Task: Your task is to return the span of lines beginning at the one with "surface in this photo." and ending at the last line of the data, exactly as it stands.

Data lines:

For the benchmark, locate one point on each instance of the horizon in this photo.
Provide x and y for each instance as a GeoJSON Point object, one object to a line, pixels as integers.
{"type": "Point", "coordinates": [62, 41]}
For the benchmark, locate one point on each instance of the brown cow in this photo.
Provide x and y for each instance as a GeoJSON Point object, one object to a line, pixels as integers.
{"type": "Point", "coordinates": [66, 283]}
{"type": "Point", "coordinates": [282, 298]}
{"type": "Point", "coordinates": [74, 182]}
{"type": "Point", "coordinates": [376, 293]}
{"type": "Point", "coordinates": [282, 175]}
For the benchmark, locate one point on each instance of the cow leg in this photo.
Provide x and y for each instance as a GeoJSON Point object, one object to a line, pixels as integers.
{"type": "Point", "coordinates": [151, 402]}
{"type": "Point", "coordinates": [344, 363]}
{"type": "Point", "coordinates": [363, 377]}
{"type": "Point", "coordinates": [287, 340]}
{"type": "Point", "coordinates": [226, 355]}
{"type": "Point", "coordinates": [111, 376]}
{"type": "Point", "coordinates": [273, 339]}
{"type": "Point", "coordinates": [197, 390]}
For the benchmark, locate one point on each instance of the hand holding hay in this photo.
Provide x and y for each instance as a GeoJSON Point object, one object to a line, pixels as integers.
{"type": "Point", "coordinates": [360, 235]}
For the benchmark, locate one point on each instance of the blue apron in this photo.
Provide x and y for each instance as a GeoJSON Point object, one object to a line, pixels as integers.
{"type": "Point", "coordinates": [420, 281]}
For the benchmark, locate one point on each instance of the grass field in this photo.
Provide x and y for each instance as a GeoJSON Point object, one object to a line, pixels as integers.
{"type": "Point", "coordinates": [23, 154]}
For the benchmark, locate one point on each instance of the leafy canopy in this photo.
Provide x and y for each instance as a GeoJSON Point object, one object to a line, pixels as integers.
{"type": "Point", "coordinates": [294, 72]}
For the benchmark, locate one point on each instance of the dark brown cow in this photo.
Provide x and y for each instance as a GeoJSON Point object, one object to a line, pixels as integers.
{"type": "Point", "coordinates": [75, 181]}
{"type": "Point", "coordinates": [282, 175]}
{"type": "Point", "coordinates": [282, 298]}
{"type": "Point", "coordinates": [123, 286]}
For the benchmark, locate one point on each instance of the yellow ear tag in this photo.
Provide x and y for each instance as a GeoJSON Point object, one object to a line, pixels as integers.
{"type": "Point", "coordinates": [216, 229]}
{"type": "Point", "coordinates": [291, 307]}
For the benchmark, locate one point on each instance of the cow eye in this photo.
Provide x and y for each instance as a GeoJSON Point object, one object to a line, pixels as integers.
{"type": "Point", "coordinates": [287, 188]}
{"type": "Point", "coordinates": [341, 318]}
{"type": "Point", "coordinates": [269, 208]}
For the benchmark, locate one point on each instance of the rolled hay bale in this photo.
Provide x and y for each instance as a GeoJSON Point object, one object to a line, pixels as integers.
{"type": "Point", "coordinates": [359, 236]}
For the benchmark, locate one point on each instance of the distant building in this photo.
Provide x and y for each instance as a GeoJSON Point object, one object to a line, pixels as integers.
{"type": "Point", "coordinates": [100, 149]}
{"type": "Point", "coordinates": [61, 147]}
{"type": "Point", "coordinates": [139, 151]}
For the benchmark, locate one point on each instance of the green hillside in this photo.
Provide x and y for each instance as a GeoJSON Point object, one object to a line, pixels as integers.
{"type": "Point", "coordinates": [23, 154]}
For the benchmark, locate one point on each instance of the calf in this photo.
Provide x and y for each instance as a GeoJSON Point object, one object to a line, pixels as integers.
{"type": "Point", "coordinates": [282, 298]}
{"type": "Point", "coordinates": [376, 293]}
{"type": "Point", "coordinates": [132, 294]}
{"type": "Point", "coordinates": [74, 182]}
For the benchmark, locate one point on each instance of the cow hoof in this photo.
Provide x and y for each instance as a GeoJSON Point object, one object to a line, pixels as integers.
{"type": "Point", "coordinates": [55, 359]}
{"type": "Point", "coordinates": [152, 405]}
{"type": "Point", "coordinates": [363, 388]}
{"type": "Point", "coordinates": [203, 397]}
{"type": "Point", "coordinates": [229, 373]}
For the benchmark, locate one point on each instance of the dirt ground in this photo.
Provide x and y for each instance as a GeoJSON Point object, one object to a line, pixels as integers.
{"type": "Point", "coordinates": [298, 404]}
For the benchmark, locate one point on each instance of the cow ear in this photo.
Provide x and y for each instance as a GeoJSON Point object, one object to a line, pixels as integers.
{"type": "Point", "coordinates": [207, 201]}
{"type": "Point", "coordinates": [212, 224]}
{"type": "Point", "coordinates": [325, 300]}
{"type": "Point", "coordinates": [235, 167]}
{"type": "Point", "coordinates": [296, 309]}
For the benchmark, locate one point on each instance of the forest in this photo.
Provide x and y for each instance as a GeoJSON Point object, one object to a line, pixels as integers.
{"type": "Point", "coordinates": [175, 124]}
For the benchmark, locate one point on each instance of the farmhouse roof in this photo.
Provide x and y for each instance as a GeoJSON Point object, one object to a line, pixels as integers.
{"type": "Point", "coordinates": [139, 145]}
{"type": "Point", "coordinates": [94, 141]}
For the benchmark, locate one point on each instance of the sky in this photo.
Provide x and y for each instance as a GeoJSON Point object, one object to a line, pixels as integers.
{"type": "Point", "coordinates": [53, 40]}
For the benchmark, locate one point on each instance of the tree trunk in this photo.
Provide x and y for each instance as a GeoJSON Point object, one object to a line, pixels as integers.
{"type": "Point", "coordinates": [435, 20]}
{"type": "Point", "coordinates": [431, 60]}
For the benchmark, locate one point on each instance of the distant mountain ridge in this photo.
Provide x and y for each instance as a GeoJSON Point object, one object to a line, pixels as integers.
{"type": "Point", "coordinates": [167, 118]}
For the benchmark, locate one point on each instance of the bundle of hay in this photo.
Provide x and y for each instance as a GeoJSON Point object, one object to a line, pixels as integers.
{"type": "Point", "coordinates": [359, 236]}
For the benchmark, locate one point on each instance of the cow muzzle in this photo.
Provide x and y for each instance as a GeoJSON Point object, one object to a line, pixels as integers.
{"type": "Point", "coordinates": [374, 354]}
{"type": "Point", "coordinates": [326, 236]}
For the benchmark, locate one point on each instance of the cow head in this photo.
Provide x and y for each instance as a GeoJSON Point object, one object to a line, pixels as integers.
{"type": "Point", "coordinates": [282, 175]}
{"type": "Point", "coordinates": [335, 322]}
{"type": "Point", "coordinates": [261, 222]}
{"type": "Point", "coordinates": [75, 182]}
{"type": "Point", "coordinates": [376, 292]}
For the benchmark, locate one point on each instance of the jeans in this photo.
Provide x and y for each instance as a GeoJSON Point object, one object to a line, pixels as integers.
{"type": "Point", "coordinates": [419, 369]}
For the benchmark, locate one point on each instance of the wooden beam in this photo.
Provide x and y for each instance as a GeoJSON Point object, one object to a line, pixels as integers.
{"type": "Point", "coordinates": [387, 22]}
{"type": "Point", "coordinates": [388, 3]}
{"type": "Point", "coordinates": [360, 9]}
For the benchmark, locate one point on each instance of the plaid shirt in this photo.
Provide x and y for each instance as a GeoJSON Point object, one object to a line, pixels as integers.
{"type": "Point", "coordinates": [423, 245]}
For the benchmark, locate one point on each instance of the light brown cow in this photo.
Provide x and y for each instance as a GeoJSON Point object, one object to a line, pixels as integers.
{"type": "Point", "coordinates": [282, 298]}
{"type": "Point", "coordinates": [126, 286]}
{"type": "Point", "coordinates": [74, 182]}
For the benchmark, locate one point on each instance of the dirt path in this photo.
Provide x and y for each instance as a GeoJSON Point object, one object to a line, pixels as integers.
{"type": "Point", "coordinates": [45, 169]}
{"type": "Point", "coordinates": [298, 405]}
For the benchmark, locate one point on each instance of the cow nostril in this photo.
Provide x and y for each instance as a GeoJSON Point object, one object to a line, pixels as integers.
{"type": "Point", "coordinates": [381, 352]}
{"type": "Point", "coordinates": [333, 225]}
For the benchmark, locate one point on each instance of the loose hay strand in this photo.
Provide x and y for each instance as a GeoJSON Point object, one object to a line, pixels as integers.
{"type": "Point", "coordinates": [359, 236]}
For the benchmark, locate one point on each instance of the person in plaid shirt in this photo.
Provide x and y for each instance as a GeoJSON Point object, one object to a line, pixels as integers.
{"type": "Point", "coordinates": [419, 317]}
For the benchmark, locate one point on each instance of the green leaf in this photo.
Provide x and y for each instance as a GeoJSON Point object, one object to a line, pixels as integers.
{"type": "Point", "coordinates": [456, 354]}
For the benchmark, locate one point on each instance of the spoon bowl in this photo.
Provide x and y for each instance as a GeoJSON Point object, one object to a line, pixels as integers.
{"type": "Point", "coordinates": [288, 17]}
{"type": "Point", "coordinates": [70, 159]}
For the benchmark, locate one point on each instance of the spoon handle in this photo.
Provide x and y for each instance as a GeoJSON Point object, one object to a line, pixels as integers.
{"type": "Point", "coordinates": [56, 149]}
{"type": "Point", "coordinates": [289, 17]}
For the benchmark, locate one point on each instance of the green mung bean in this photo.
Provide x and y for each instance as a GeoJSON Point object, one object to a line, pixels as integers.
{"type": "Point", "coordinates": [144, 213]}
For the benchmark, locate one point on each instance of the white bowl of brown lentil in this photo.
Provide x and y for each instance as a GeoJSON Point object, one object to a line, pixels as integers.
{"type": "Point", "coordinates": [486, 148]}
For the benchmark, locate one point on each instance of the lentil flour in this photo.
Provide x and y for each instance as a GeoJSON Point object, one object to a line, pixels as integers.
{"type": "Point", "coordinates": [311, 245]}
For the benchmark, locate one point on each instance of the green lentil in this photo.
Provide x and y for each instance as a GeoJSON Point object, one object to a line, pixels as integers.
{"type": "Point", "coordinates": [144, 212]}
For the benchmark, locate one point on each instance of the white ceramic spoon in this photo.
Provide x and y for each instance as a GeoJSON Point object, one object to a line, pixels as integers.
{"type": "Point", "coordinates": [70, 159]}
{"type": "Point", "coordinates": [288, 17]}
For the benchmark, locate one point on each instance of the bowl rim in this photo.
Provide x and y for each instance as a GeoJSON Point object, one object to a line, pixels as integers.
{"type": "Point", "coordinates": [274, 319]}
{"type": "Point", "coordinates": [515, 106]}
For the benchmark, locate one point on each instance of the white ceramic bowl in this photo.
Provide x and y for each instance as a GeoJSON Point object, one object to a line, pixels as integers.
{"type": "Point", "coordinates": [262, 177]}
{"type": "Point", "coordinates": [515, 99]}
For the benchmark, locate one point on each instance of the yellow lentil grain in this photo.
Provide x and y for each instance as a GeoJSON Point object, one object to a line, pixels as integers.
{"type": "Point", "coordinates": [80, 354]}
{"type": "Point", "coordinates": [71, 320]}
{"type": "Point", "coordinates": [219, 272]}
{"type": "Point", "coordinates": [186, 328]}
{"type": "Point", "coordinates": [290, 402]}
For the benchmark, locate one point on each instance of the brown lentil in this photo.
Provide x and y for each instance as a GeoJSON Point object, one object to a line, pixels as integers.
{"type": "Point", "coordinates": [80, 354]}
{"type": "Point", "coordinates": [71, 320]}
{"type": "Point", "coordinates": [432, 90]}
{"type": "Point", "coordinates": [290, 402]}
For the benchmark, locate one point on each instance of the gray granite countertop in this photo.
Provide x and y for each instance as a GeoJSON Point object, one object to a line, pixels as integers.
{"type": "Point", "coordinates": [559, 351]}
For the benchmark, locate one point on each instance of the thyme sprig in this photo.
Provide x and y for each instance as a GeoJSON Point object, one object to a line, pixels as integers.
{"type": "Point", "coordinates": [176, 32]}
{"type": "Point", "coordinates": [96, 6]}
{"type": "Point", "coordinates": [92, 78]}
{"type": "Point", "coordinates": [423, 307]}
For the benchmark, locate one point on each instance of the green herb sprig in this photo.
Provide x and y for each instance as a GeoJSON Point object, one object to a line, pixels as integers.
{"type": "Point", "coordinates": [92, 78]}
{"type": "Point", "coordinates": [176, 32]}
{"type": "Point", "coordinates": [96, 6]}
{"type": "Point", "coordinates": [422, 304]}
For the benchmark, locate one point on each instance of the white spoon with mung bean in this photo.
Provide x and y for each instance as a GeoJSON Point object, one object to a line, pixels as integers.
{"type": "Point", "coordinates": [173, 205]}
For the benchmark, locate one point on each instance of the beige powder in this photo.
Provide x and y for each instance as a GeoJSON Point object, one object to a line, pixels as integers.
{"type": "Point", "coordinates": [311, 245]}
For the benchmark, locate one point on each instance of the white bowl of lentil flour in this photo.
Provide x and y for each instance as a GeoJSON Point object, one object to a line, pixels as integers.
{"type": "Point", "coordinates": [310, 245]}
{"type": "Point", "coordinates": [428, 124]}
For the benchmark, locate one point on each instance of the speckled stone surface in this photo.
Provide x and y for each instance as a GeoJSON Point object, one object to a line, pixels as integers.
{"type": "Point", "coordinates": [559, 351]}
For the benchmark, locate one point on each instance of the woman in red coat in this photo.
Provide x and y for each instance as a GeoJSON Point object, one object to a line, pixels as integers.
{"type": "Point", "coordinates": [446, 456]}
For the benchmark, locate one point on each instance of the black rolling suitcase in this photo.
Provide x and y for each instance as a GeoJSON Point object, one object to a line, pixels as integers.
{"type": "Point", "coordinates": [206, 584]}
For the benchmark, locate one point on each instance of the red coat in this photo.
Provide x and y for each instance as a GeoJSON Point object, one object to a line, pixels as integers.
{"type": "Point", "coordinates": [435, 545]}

Exercise output:
For the benchmark, locate one point on each instance of the speckled stone surface in this photo.
Provide x and y for each instance as a GeoJSON Point object, one object to a line, pixels as integers.
{"type": "Point", "coordinates": [559, 351]}
For the benchmark, locate one point on each instance of the woman in red coat in this photo.
Provide x and y for each instance as a GeoJSON Point object, one object to a line, pixels as integers.
{"type": "Point", "coordinates": [446, 456]}
For the benchmark, locate one point on each instance of the black rolling suitcase in this photo.
Provide x and y for each instance as a GeoJSON Point object, one object to a line, pixels as integers.
{"type": "Point", "coordinates": [206, 584]}
For the benchmark, locate one point on each instance of the red coat in this photo.
Provide x and y for each instance as a GeoJSON Point object, one object to a line, pixels as integers.
{"type": "Point", "coordinates": [435, 545]}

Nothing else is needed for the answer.